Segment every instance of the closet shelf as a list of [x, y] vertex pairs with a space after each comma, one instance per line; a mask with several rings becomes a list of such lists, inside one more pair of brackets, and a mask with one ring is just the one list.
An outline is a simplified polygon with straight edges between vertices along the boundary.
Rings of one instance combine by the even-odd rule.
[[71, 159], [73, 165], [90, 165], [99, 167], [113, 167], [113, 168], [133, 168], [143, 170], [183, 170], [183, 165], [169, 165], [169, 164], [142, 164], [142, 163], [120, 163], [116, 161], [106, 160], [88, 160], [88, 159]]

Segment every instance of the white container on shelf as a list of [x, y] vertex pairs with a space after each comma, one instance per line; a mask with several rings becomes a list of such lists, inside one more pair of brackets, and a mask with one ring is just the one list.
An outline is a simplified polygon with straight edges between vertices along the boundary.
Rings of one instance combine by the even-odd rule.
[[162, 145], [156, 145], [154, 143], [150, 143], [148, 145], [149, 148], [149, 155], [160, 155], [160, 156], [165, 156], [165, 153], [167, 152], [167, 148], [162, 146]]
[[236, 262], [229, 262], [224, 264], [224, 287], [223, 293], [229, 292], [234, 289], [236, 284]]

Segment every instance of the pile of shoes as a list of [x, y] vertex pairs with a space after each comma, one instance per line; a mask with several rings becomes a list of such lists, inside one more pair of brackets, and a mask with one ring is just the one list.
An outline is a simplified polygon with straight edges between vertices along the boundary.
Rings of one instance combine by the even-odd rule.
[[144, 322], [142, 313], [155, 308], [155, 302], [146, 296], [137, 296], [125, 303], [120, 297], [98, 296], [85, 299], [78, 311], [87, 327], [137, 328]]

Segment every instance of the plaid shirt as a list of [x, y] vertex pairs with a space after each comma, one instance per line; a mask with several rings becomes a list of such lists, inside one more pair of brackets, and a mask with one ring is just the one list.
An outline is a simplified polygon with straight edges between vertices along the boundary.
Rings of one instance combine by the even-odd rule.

● TASK GOAL
Only the lines from the beginning of the listing through the line containing "Segment every instance of the plaid" are wanted, each restated word for word.

● RESULT
Segment every instance of the closet shelf as a list of [x, y] vertex pairs with a space after each comma, one instance per line; a mask with several rings becomes a list of such lists, inside one more pair of brackets, and a mask with one ring is just the one list.
An outline is a simplified polygon with straight edges between vertices along the boundary.
Rings of one instance combine by the even-odd rule.
[[71, 159], [73, 165], [90, 165], [99, 167], [113, 167], [113, 168], [133, 168], [143, 170], [183, 170], [183, 165], [169, 165], [169, 164], [142, 164], [142, 163], [120, 163], [116, 161], [106, 160], [88, 160], [88, 159]]

Segment every instance of the white container on shelf as a list of [x, y] vertex pairs with a space after each comma, one instance per line; a mask with several rings becomes a list of such lists, inside one more pair of brackets, and a mask with one ring is just the one list.
An outline is a simplified polygon with straight edges between vertices along the boundary.
Rings of one instance combine by the even-odd rule.
[[162, 145], [156, 145], [154, 143], [150, 143], [148, 145], [149, 148], [149, 155], [160, 155], [160, 156], [165, 156], [165, 153], [167, 152], [167, 148], [162, 146]]
[[236, 262], [229, 262], [224, 264], [224, 287], [223, 293], [229, 292], [234, 289], [236, 284]]

Segment every instance of the pile of shoes as a list of [x, y] vertex pairs with a space after each comma, one instance per line; a mask with several rings becomes a list of such lists, inside one more pair of brackets, and a mask with one ring is just the one list.
An outline is a simplified polygon with straight edges between vertices along the boundary.
Rings of one instance combine by the even-odd rule.
[[144, 322], [142, 313], [155, 308], [155, 302], [146, 296], [137, 296], [125, 303], [120, 297], [98, 296], [85, 299], [78, 311], [87, 327], [137, 328]]

Segment every instance of the plaid shirt as a list of [x, y] vertex pairs with a space after each comma, one instance per line; a mask with several rings becomes a list of such lists, inside one more pair of brackets, and a mask with one ring is just the one list.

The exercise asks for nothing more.